• Data records:
'''

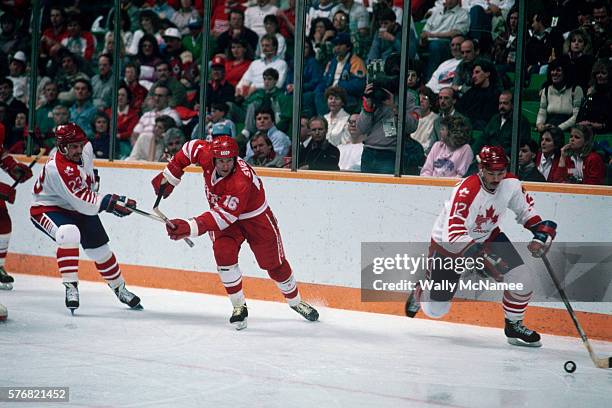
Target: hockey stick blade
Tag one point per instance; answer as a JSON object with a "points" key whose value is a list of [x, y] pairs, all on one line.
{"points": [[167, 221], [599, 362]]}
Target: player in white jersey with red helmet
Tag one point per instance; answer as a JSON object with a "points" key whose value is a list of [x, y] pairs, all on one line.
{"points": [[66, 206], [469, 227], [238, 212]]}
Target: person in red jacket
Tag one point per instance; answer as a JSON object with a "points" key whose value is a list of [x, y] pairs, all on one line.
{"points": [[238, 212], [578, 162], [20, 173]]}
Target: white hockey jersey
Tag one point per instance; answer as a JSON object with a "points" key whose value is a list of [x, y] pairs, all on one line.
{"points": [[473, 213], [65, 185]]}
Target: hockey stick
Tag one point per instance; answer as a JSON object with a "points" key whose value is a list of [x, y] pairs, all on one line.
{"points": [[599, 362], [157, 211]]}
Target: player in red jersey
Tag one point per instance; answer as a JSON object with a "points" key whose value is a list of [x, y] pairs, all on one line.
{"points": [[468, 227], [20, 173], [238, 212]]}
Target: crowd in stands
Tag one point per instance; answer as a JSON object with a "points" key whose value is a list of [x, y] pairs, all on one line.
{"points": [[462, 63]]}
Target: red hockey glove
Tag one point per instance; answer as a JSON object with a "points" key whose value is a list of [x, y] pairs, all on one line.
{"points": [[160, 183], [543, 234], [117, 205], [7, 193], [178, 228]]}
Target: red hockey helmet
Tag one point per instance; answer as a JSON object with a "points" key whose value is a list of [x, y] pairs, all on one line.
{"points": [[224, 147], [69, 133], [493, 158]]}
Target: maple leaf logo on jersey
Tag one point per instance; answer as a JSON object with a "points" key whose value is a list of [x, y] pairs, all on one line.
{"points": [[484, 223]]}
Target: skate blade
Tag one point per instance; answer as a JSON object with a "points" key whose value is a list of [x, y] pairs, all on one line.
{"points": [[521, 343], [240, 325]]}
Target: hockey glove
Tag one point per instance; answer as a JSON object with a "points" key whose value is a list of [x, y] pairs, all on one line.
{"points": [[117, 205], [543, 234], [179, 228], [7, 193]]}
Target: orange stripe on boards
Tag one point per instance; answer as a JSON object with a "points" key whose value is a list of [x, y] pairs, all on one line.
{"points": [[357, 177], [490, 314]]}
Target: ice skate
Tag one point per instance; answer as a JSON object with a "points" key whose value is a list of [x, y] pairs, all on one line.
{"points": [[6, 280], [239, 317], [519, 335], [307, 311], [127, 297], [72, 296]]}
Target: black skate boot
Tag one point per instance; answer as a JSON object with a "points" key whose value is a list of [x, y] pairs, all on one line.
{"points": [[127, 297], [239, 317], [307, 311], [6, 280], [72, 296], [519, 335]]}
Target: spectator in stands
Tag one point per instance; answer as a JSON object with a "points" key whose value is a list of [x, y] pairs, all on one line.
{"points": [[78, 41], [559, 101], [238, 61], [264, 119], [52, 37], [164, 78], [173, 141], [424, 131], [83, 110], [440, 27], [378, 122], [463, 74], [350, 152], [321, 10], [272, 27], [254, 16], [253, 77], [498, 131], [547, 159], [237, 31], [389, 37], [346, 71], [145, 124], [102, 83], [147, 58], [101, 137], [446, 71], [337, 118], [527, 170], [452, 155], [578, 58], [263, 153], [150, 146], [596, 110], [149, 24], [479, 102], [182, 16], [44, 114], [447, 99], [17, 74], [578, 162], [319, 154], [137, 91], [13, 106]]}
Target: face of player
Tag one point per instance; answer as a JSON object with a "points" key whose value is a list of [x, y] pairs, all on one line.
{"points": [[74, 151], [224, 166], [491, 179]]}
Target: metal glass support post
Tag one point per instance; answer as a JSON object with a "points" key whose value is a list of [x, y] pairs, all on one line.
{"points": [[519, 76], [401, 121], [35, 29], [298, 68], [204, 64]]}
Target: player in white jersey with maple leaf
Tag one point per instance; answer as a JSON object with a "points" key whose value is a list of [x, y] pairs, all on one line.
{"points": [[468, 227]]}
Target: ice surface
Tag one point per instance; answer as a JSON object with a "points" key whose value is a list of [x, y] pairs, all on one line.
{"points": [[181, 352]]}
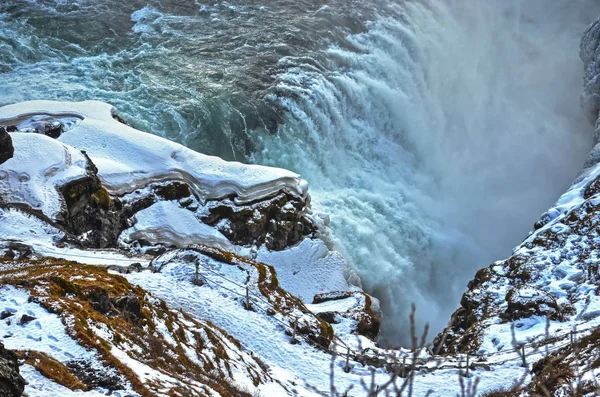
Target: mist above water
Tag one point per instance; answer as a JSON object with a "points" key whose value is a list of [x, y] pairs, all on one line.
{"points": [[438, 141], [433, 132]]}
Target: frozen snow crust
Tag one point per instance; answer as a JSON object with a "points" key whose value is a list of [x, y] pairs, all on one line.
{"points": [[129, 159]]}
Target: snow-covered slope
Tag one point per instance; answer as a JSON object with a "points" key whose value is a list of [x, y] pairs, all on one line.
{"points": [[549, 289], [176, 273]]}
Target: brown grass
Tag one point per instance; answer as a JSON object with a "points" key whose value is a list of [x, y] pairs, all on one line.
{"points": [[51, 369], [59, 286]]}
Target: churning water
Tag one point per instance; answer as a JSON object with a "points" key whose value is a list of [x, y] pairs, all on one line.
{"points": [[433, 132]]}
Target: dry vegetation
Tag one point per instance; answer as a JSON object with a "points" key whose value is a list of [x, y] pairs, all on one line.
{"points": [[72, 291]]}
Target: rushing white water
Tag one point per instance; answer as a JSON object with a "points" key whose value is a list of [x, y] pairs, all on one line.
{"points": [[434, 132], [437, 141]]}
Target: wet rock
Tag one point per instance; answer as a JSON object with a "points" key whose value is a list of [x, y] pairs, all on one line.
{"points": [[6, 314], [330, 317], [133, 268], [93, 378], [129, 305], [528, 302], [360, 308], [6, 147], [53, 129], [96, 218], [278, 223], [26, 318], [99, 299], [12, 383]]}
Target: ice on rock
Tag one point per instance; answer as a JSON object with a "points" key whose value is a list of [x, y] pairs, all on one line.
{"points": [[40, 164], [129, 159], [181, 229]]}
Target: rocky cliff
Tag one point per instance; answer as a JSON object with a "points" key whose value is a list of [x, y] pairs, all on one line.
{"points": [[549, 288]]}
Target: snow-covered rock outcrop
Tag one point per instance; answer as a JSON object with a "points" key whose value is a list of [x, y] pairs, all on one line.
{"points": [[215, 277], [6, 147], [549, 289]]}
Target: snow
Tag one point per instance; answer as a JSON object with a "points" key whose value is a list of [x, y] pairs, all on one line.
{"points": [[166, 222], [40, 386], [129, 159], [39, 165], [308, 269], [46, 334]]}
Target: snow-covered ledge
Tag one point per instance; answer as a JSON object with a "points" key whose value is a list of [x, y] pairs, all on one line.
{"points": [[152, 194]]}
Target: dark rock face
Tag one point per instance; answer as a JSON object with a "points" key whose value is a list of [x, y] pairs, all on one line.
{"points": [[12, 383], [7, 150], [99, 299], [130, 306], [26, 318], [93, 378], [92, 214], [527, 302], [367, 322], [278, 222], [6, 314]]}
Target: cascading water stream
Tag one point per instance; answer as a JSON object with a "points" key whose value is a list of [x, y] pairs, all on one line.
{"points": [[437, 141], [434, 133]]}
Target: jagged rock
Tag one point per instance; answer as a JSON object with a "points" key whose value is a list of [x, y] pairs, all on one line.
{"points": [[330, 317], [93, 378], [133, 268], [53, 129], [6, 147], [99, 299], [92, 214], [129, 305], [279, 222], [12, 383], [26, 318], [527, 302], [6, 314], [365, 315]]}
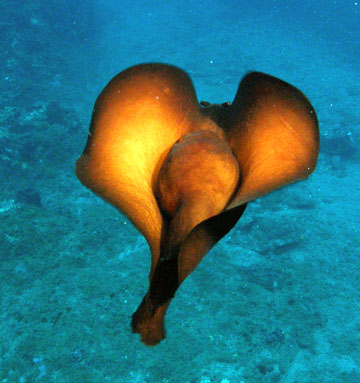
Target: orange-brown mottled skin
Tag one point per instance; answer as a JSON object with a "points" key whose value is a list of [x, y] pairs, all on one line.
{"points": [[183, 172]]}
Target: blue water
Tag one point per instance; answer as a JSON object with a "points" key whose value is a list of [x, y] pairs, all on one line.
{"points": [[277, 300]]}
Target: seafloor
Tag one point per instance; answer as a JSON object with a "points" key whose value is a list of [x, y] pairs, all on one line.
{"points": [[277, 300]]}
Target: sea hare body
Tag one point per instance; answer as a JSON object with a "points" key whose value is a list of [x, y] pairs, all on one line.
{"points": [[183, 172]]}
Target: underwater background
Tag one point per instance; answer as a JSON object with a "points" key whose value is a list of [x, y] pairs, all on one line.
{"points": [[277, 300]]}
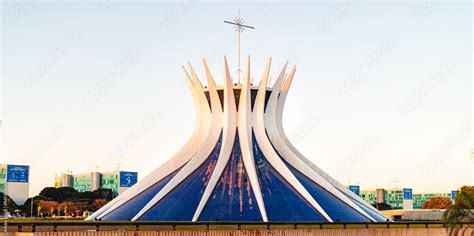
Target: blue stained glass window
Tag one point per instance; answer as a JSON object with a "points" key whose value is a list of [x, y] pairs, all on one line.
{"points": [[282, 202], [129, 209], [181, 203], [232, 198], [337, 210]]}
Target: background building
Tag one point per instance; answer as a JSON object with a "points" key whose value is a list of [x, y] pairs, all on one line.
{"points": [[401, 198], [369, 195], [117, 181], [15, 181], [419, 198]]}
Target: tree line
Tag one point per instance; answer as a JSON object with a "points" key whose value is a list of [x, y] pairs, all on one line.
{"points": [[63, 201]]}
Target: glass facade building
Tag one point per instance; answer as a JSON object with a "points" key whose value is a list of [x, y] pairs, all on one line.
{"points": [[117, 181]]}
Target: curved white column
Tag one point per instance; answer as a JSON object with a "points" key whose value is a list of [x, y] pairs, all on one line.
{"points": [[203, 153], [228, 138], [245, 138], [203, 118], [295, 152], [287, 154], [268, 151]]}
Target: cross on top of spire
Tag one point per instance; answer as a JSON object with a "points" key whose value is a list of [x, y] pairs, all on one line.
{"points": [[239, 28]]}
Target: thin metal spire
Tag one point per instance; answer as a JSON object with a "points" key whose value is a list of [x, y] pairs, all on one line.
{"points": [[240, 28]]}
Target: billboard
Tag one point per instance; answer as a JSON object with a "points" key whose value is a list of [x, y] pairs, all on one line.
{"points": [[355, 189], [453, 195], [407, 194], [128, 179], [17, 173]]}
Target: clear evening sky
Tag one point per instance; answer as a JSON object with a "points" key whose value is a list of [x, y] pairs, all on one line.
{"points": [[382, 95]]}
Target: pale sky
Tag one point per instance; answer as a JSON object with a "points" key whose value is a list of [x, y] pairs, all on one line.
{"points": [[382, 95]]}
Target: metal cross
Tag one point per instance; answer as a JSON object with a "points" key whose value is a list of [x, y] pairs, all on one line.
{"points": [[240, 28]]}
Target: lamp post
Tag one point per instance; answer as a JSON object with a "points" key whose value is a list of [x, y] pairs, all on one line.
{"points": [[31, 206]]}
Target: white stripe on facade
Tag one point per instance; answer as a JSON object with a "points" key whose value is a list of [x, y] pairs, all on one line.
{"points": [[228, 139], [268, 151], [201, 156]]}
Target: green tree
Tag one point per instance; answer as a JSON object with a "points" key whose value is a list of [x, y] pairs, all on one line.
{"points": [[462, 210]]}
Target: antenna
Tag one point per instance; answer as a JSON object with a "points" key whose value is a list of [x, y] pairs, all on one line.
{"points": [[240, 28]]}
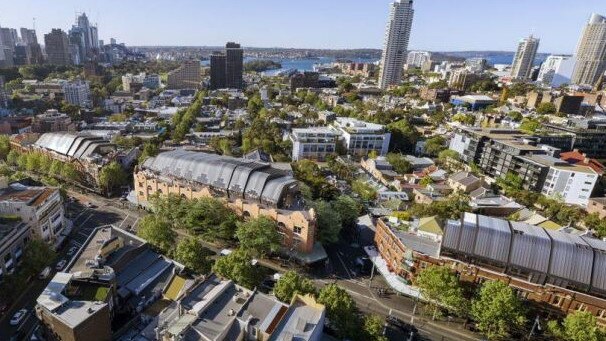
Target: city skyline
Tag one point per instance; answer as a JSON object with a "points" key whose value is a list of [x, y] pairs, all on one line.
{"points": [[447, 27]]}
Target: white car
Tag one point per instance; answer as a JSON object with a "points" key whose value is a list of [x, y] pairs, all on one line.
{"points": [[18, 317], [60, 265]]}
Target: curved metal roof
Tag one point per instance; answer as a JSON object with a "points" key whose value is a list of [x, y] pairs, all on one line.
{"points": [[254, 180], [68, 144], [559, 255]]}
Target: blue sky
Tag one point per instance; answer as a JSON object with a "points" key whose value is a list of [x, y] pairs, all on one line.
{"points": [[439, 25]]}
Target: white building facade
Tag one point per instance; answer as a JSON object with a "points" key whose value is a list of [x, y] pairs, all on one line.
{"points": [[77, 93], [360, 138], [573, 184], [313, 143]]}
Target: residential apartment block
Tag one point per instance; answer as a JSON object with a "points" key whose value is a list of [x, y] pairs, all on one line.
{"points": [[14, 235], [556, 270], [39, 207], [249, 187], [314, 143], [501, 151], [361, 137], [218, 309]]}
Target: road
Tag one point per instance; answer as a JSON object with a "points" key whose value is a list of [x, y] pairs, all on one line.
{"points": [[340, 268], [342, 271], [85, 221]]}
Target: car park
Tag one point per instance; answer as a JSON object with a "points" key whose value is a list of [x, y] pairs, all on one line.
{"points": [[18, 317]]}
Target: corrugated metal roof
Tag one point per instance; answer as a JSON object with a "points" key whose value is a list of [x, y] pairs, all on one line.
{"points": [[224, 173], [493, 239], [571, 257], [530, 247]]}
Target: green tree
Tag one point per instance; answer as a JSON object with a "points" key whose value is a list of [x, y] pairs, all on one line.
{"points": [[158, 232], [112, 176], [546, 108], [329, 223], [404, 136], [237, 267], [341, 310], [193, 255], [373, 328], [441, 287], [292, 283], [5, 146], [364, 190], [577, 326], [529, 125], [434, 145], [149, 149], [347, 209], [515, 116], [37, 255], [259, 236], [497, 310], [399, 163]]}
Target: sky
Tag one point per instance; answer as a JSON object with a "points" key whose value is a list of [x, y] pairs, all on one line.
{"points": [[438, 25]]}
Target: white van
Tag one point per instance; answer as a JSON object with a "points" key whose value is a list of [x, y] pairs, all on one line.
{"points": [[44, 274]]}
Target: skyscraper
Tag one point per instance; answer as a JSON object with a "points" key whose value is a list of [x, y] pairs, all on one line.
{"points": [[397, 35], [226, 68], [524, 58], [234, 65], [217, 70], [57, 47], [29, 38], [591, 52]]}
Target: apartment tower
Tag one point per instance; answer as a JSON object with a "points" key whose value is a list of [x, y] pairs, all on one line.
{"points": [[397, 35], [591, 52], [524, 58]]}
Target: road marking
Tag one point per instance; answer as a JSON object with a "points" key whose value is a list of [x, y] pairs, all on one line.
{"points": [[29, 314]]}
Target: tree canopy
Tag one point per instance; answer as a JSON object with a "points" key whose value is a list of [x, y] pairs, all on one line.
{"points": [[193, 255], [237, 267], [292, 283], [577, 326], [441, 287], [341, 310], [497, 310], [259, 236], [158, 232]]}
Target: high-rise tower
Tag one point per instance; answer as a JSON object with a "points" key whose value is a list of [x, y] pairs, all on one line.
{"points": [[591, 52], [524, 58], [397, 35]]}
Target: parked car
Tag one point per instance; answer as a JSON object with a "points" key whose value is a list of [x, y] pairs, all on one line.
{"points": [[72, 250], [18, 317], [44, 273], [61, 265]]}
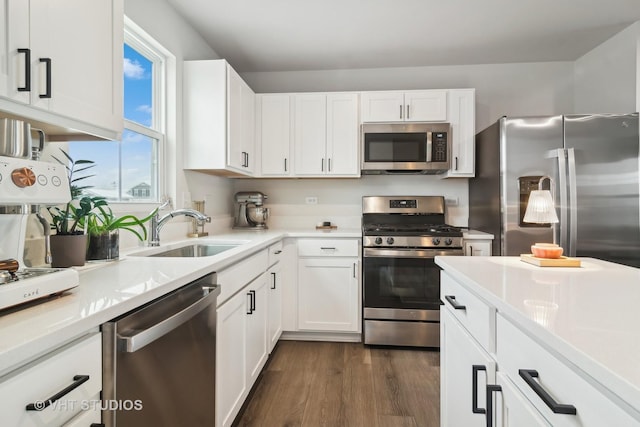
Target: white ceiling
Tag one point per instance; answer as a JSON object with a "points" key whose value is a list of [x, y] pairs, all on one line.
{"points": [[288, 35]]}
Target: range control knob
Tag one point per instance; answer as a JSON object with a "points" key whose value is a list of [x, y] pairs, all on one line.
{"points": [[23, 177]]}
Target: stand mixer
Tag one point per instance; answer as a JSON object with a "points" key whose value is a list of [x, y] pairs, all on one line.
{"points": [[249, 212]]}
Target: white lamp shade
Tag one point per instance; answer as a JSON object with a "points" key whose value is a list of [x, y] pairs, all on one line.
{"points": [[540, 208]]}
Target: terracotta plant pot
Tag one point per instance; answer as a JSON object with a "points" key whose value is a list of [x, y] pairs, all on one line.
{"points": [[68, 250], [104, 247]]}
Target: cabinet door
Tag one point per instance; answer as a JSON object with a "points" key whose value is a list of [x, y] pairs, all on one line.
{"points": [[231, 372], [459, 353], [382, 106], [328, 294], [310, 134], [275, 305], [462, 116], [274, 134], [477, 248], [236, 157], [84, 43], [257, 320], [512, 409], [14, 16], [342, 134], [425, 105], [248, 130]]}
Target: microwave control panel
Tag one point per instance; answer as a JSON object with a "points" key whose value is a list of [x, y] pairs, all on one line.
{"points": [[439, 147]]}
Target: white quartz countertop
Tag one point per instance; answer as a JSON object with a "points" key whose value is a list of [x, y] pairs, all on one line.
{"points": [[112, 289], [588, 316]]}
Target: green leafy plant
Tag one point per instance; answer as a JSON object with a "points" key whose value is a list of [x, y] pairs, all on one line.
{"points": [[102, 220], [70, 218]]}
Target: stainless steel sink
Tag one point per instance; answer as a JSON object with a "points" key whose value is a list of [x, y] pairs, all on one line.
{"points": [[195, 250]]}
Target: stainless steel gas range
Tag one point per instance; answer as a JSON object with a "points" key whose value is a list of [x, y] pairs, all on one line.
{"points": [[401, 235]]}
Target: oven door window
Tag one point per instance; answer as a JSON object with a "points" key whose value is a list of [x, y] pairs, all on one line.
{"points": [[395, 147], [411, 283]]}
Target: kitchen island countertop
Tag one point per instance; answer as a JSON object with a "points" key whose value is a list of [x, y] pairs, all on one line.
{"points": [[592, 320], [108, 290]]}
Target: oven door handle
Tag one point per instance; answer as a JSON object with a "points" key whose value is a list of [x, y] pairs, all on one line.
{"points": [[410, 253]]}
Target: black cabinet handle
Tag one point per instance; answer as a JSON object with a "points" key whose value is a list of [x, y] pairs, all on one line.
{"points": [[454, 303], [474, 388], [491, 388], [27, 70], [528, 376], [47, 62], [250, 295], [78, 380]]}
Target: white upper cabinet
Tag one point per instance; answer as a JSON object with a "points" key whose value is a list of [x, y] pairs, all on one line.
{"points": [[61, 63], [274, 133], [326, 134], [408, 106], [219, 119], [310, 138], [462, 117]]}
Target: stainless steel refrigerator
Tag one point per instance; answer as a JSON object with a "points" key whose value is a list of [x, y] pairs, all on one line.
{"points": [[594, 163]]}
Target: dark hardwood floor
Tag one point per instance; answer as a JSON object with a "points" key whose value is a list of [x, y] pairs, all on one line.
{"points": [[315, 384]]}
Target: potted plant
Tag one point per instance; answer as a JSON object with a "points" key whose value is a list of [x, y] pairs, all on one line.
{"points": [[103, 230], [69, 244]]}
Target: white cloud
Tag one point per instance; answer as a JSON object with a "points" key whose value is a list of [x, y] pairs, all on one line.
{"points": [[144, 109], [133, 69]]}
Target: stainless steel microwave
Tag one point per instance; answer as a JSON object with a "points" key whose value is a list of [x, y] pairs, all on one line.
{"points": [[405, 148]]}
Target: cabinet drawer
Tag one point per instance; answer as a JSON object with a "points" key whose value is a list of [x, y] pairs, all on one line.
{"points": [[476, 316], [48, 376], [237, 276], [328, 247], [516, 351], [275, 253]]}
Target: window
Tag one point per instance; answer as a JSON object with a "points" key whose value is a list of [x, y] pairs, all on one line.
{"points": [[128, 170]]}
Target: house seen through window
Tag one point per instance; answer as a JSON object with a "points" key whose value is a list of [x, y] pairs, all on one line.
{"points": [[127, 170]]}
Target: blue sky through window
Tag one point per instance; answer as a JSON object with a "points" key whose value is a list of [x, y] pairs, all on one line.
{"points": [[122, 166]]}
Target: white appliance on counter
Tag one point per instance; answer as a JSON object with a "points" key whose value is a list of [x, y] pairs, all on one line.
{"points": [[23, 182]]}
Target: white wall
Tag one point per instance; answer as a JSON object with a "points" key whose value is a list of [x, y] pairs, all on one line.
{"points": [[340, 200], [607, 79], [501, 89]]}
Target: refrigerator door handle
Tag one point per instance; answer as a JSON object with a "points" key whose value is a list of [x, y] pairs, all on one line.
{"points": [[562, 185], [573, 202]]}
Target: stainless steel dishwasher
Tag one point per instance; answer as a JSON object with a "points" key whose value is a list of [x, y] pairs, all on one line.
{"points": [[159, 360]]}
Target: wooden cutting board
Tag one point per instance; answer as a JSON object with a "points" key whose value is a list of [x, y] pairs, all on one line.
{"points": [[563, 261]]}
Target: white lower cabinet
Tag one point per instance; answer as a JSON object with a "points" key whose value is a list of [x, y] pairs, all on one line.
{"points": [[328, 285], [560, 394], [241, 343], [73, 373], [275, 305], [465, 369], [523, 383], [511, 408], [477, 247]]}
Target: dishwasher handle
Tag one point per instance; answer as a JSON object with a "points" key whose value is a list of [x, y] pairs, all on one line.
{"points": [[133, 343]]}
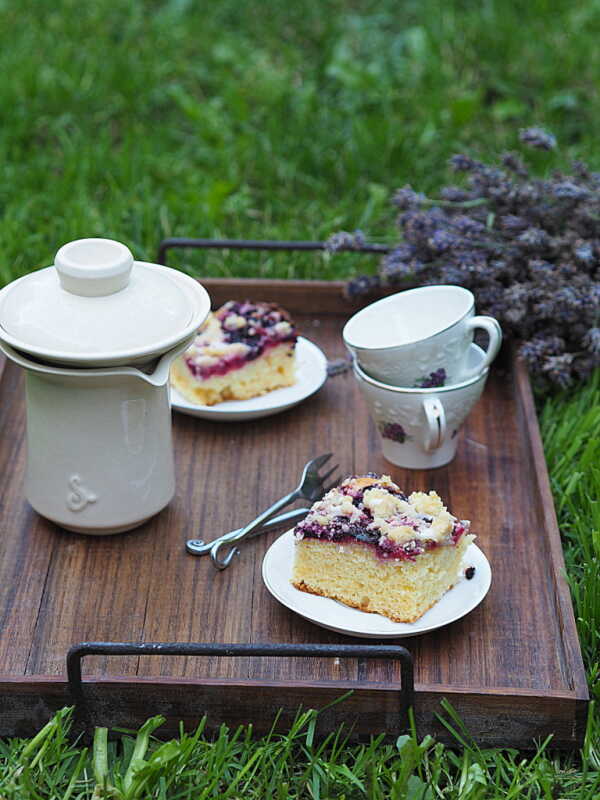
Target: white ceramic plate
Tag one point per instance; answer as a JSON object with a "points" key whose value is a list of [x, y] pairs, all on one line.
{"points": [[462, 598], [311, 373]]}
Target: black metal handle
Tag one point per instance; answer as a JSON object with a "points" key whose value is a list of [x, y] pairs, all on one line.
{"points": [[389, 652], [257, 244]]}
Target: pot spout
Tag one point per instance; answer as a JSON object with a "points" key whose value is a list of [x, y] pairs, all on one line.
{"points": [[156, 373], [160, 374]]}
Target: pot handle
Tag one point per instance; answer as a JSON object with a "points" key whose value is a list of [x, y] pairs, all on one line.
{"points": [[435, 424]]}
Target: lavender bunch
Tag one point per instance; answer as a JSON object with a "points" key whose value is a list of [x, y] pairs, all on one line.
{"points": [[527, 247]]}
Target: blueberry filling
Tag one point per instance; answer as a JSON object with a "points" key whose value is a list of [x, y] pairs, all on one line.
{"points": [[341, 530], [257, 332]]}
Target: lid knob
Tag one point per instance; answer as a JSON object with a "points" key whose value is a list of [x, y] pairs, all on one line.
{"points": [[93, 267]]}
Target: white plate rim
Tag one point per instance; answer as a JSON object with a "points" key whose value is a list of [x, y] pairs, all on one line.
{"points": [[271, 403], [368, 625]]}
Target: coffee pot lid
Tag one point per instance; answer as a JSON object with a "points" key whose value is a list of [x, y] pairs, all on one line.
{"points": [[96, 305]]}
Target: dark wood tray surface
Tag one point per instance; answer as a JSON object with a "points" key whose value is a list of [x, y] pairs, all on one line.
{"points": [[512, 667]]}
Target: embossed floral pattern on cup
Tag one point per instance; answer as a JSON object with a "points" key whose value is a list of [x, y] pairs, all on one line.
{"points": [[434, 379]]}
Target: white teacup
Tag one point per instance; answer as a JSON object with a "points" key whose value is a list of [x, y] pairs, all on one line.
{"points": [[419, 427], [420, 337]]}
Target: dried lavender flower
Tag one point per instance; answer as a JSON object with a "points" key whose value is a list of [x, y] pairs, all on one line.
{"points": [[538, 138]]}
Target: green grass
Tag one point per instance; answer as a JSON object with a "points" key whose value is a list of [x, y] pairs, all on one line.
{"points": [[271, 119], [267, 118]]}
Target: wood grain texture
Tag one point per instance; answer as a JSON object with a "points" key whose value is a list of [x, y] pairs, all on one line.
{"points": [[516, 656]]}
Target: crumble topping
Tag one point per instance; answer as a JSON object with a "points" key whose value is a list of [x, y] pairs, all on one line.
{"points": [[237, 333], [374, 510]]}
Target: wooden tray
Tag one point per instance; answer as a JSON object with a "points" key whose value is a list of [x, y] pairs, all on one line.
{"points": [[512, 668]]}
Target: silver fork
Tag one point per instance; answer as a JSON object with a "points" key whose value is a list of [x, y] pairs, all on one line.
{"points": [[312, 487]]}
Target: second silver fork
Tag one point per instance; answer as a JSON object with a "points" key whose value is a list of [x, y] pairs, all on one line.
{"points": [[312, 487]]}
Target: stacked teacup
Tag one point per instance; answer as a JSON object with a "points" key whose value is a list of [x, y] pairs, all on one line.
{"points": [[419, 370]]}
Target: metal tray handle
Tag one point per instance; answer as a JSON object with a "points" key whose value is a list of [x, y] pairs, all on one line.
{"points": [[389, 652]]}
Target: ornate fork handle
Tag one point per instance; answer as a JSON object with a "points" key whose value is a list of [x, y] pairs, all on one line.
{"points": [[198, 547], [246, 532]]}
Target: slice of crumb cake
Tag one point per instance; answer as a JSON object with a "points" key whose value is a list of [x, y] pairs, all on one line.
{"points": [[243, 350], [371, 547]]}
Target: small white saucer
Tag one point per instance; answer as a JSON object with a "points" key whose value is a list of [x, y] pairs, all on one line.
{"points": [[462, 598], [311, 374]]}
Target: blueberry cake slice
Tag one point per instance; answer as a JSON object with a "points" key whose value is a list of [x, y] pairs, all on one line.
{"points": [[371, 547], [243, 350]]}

'''

• Your instructions: Transcribe exactly, with no pictures, the lines running from the first line of the material through the line holding "Target: player in white jersey with red".

• Response below:
Target: hockey stick blade
Tag one point per instance; answer as a JSON object with a "points" key whose value is a list of [x, y] pairs, all on one line.
{"points": [[167, 221], [599, 362]]}
Target: player in white jersey with red helmet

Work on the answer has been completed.